= TASK BRIEF =
Write the next part of the blog post about prayer, worry, and Christian Unity Week, starting right after its last sentence.

I have a deadline coming up which has been haunting me for weeks. With reasons. My plan does not allow for failure… It all made sense when I arranged for it. The results, if negative, won’t be the end of the world, but they will complicate our life. So, I need to succeed and I fear to fail. I am working on my project pretty much all the time and it’s eating me up.

My children understand. Most friends do. Some don’t. My younger grandson is praying for me. I believe in his prayers. My children and several friends pray as well. I do too of course. As if I could pray Godde into twisting the mechanisms of destiny so that I can reach my goal. Aide-toi, le ciel t’aidera, we say in French. Help yourself, the heavens will help you. So I am doing my part. Or so I hope.

Yesterday morning, as we started our prayers, just after the Our Father, before the Daily Readings, came time to ask for the grace of the day. It came from the depth of my being: I pray for the grace to be free from anxiety. And, yes, my anxiety has subsided — probably thanks to the many prayers which are said for me… Still I always trust the Spirit to grant me the grace I have asked for. If I pray for the grace to be carried to the goalpost, the Spirit carries me… If I ask for the grace of joy, joy appears in my heart… The Spirit is good to me.

My deadline is in two days. Some more work, some more thinking, going again over some more points. Then, having done all that I could do, prayers included, I will be set free (nearly — I still have to wait for the results).

Once this worry is over, another one surely will appear, which I will fight off bravely. When that worry is dealt with, undoubtedly something will come to my mind and haunt the recesses of my brain, till exhausted at about five I will finally fall asleep, worry-free at last.

There has to be other ways of handling life. Ha!

Illustration: Fernandino Scianna, Sicily, Bagheria, 1987 (found here)


Christian Unity Week

You shall not hate any of your kindred in your heart.

Reprove your neighbor openly so that you do not incur sin because of that person.l

Take no revenge and cherish no grudge against your own people.

You shall love your neighbor as yourself. I am the LORD.

Leviticus 19:17-18

This past Tuesday, our Cursillo community met to celebrate Christian Unity Week. Our Cursillo retreats are  unique: both ecumenical and co-ed. A group of us, then, gathered for an Ultreya, with three of us to give a short reflection on the theme ‘Christian Unity’. We did not coordinate our talks, trusting that the Spirit would guide our meditations to fit all together.

A young woman opened the evening with a brilliant PowerPoint presentation on ‘Je Suis Charlie’ and what it meant in her life at work. She did extend Unity week to Muslims, Buddhists, Hindus, Über Atheists… Interestingly, the third and last speaker, while using the parable of The Good Samaritan, also expanded the theme to include all of the above, the Samaritan becoming a Muslim or an Über Atheist.

I came second and my bit went this way —

As a theme for Unity Week, we were given the verse: “You shall love your neighbor as yourself: I am the Lord.”

= DATA LISTING =
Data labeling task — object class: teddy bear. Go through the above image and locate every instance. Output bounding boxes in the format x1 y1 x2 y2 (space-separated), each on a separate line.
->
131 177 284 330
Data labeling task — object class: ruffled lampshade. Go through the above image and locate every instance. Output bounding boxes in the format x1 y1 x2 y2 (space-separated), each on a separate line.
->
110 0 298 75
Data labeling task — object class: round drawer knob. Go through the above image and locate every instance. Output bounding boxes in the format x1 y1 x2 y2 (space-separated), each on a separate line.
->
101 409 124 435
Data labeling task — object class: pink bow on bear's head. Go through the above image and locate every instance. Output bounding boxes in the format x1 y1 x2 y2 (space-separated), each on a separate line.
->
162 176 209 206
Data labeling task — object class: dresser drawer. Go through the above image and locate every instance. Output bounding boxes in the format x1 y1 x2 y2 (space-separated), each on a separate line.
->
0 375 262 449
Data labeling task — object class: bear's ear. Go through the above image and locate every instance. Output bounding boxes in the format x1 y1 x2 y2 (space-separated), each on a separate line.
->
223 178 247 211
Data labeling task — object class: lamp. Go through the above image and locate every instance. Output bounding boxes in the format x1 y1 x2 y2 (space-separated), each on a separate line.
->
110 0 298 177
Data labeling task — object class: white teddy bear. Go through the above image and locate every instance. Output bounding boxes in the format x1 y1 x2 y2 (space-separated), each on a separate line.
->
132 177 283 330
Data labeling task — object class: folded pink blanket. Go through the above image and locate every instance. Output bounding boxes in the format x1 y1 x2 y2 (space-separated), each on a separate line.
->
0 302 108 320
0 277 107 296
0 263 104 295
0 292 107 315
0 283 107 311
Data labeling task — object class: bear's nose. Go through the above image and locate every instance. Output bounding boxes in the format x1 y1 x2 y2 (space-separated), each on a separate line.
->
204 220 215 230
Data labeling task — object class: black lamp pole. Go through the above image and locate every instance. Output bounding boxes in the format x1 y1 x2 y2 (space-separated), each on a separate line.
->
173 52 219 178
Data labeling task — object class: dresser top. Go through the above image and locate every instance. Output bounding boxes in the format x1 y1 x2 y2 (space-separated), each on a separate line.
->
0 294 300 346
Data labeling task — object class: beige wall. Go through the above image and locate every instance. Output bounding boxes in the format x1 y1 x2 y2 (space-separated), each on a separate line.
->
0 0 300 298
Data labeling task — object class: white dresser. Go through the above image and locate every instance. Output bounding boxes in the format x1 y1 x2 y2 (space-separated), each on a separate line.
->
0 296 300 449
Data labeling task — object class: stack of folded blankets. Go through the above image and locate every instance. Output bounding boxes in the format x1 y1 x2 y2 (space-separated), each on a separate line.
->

= FINAL RESULT =
The whole Leviticus quote is fascinating (“You shall not hate any of your kindred in your heart”…) because it reflects a rather dark vision of the human heart, a heart that Godde knows well. And so throughout the Bible, Godde reminds us to love our brother, our neighbor. Because we need to be reminded, again and again.

Who is my neighbor? How near or far away is my horizon? How wide is my heart? Does it stop at my own family, my friends, my own denomination, my own country? Or in a Teilhard de Chardin’s way, is my worldview cosmic?

This evening, I would like to add to our Leviticus quote the famous Lucan reply,  — “You shall love the Lord, your God, with all your heart, with all your being, with all your strength, and with all your mind, and your neighbor as yourself.”   Lk 10:25:37

Love Godde — love your neighbor — love yourself.

Loving Godde doesn’t seem so hard. But love my neighbor? Love myself?

When Paul and I walk the Camino de Santiago, I carry one or two stones with me to remind me of one person or another whom I simply cannot forgive. I leave this stone along the way when I feel I have achieved my goal. On one occasion, I nestled my stones next to the reliquary of Santiago in the crypt of the cathedral. Another time, I left a stone on the altar in the beautiful chapel of Cristo de Burgos,.

Often I ask Godde to help me forgive and, when I cannot forgive, I ask Her to forgive for me until I can.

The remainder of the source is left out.